══ Selection ══
The Rust community caters to people who are a bit obsessive about safety (including myself) and Rust developers tend to consider this a bug in the design of the Go language (there are a few, albeit much harder to achieve, issues that are vaguely comparable in Rust and they are considered bugs in the current design of Rust). The Go community tends to attract people who are more interested in shipping than in guarantees, and Go developers who are aware of this issue tend not care and assume that this is never going to happen in practice (which may or may not be true, I haven't checked).
>is there actually a programming language that makes race conditions impossible
It'd be very hard to make something that offers that guarantee in the real world. One of the most common, IRL exploitable race conditions are ones that involve multiple services/databases, and even if your programming language would have such a feature, your production system would not.
> is there actually a programming language that makes race conditions impossible
To my knowledge, no.
> if the existence of races makes a language unsafe, then aren't all languages unsafe?
Are we talking about "data races" or "race conditions" One can lead to the other, but race conditions are a much bigger set.
AIUI It's impossible for any language level controls to prevent any and all race conditions, because some are happening outside of the binary/process/computer.
Data races, OTOH are almost trivial to protect against - a contestable thing must have a guard that ensures a writer has exclusive access to that thing for the duration of the write.
Some languages do this with mutually exclusive locks (mutex/semaphore/go channels), some languages/paradigms do this by never having shareable objects (Functional Programming/Pass by Value), and some (Rust) are doing this with the compile time checks and firm rules on a single writer.
I think Go is effectively memory safe. The relevant test is for the presence of exploitable memory corruption, and to my understanding that’s never been a real issue with Go.
C and C++ as defined by their current standards are memory unsafe. You may argue that some specific implementations manage to stay as memory safe as they can get away with, but even then, features like union prevents a fully memory-safe implementation.
> C and C++ as defined by their current standards are memory unsafe.
I don’t think the spec says one way or another (but please correct me if you find verbiage indicating that the language must be memory unsafe).
It’s possible to make the whole language memory safe, including unions. It’s tricky, but possible.
Someone else mentioned Fil-C but Fil-C builds on a lot of prior art. The fact that C and C++ can be memory safe is no secret to those who understand language implementation.
By definition, C and C++ are memory safe as long as you follow the rules. The problem is that the rules cannot be automatically checked and in practice are the source of unenumerable issues from straight up bugs to subtle standards violations that trigger the optimizer to rewrite your code into what you didn’t intend.
═══
══ Information given ══
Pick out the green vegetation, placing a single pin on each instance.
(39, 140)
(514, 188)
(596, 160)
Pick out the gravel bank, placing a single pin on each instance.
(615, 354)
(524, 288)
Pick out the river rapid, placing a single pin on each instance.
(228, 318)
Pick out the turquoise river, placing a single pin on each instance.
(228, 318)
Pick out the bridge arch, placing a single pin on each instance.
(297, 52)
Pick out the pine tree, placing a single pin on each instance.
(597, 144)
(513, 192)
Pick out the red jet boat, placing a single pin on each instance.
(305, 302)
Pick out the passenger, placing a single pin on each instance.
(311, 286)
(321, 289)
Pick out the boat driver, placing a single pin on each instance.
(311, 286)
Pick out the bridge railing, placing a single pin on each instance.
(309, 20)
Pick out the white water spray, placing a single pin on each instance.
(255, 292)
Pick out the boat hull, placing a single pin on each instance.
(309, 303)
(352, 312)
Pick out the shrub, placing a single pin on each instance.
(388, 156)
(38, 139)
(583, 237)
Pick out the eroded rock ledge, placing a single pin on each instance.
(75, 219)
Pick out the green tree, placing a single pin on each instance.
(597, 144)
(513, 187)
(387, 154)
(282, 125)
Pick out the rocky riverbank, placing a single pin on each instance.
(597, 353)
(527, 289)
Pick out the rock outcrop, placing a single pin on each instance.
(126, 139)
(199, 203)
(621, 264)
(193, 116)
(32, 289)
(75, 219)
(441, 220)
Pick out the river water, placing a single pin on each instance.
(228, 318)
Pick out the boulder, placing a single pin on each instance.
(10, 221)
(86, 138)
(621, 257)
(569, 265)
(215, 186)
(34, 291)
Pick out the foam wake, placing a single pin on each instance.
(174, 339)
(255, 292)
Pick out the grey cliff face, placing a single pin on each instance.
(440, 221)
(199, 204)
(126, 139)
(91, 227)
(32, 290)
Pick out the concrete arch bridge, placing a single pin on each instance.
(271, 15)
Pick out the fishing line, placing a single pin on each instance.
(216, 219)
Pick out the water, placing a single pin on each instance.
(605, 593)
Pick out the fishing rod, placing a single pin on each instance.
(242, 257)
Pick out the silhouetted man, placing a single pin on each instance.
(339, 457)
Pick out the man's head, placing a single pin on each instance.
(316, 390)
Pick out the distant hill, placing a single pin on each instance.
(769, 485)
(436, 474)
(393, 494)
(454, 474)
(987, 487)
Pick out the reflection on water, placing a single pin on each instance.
═══
§ Tasks to perform:
1. From the memory-safety discussion, return the stretch from "AIUI It's impossible" through "of the write." word for word.
2. In the memory-safety discussion, which language is said to prevent data races with compile-time checks and firm rules on a single writer?

§ Responses:
1.
AIUI It's impossible for any language level controls to prevent any and all race conditions, because some are happening outside of the binary/process/computer.
Data races, OTOH are almost trivial to protect against - a contestable thing must have a guard that ensures a writer has exclusive access to that thing for the duration of the write.

2. Rust